======== STUDY MATERIAL
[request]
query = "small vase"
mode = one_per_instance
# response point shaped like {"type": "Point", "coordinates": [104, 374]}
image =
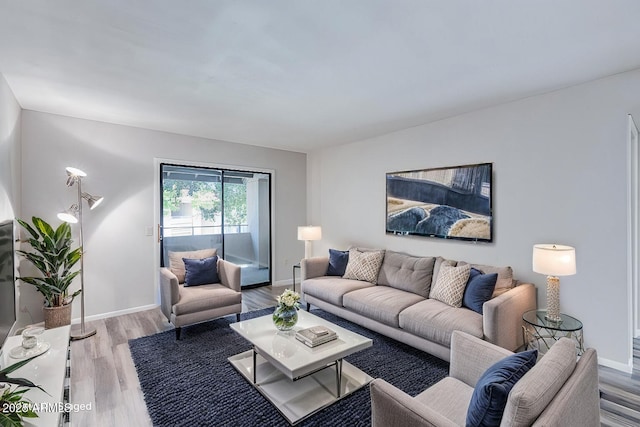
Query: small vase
================
======== STUDY MATERIAL
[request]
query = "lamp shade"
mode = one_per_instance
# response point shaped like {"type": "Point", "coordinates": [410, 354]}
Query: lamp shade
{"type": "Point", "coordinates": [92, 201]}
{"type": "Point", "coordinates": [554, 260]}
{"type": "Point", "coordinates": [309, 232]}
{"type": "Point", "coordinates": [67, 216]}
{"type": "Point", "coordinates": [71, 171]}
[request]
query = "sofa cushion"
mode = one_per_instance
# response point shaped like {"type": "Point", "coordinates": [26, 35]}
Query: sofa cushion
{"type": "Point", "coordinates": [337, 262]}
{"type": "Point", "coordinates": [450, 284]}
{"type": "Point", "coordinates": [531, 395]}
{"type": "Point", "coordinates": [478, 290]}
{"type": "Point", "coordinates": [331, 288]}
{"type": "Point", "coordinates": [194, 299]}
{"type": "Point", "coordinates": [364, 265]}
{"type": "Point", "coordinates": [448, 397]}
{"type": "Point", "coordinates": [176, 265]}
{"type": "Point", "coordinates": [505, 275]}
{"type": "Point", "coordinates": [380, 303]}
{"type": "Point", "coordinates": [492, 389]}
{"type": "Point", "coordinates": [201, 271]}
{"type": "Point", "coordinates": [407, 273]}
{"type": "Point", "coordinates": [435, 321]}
================
WHAT TO DO: To answer, count the lines of the material that contain "like" and give only that number.

REPLY: 3